__Text__
** Begin **
The storage heavyweight also explained how it is grouping its various businesses into three separate organization as a way to make it easier to manage those businesses while keeping the entire company focused on its overall mission. EMC also said that indirect channels are helping drive new business in more emerging parts of the market.
EMC reported revenue for its second quarter, which ended June 30, of $5.6 billion, up 6 percent compared to the second-quarter 2012 revenue of $5.3 billion.
The company also reported second-quarter GAAP income of $701 million, or 32 cents per share, up 8 percent from the $650 million reported last year. Second-quarter non-GAAP income was $907 million, up 8 percent over last year.
North American revenue grew 4 percent over last year, the slowest growth of any of EMC's geographical markets.
Joe Tucci, EMC chairman and CEO, said during the call that EMC is still seeing global uncertainty and tightening IT spending, with customers more and more likely to carefully scrutinize purchases.
EMC was able to help customers during the order by having inventory in place to meet the large customer demand late in the quarter caused by that scrutiny, but that was a less efficient way to do business than normal.
"That said ... we performed very well, especially when compared to the organic growth profile of our peers," he said.
** End **
Pointing and labeling entries
** Begin **
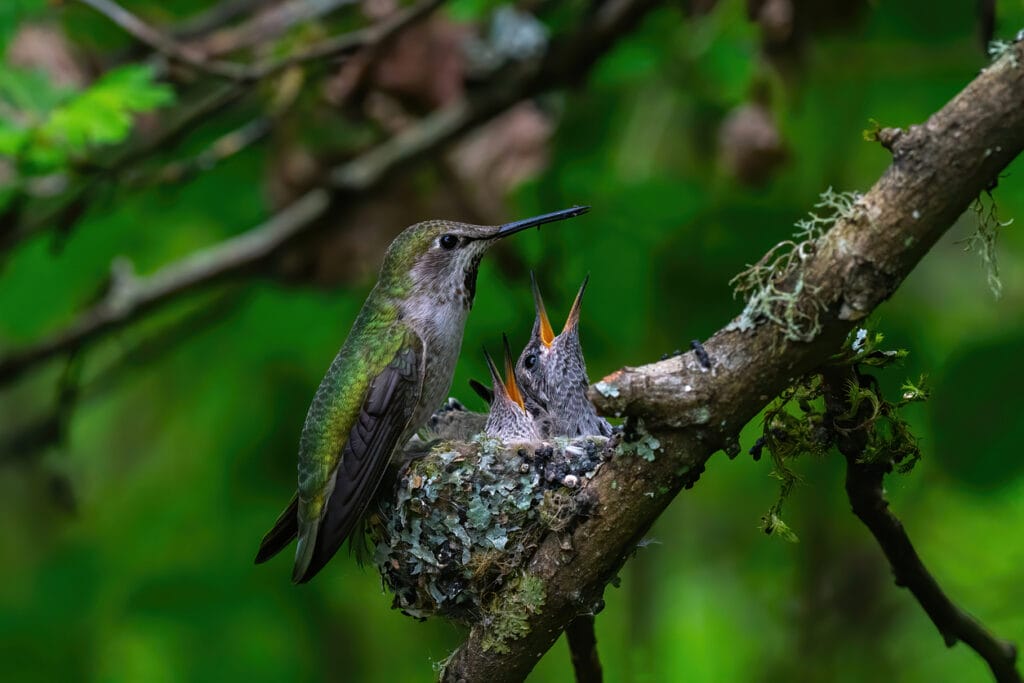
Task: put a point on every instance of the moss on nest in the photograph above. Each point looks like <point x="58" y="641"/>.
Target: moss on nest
<point x="464" y="518"/>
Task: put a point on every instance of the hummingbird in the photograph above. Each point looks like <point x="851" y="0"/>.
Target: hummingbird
<point x="553" y="373"/>
<point x="508" y="420"/>
<point x="394" y="369"/>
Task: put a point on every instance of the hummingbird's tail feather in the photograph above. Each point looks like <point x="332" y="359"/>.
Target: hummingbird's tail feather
<point x="284" y="530"/>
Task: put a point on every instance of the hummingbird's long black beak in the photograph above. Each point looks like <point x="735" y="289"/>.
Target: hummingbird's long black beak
<point x="512" y="228"/>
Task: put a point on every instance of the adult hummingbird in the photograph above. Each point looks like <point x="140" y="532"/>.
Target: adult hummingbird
<point x="392" y="372"/>
<point x="508" y="420"/>
<point x="553" y="373"/>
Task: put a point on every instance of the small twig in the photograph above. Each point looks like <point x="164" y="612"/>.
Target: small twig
** End **
__List of tasks__
**a.** Answer these questions from the EMC earnings text:
(i) What revenue did EMC report for its second quarter?
(ii) By what percentage did North American revenue grow over last year?
(iii) What was EMC's second-quarter non-GAAP income?
**b.** Copy the EMC earnings text starting at "North American revenue" and ending at "business than normal.", and swap "inventory" for "stock".
**c.** Carry on the EMC earnings text from its final sentence.
These lines were taken from a separate source.

__Responses to the tasks__
**a.**
(i) $5.6 billion
(ii) 4 percent
(iii) $907 million

**b.**
North American revenue grew 4 percent over last year, the slowest growth of any of EMC's geographical markets.
Joe Tucci, EMC chairman and CEO, said during the call that EMC is still seeing global uncertainty and tightening IT spending, with customers more and more likely to carefully scrutinize purchases.
EMC was able to help customers during the order by having stock in place to meet the large customer demand late in the quarter caused by that scrutiny, but that was a less efficient way to do business than normal.

**c.**
EMC President and COO David Goulden talked at length about how EMC has divided its business into three parts, including EMC Information Infrastructure, VMware and Pivotal to help provide a more simplified look at how the company is doing and to more easily show how the different parts are working together.
"Overall, our solid top- and bottom-line performance in Q2 continue to demonstrate the soundness of our strategy, the importance of our federated business model and the focus and dedication of the EMC team globally," Goulden said.
By dividing the company's strategy and execution focus between the three, EMC is better able to focus each on its respective missions, Goulden said.
"Very importantly, this approach offers our customers horizontal solutions and more choice than they would get from others," Goulden said. "It's a unique model that leaves each to build its own products, market capabilities, and ecosystems necessary to win. And because the three share the same ultimate goal for customers--leveraging cloud, big data, and IT to maximize control, efficiency, and choice--their missions are clearly aligned."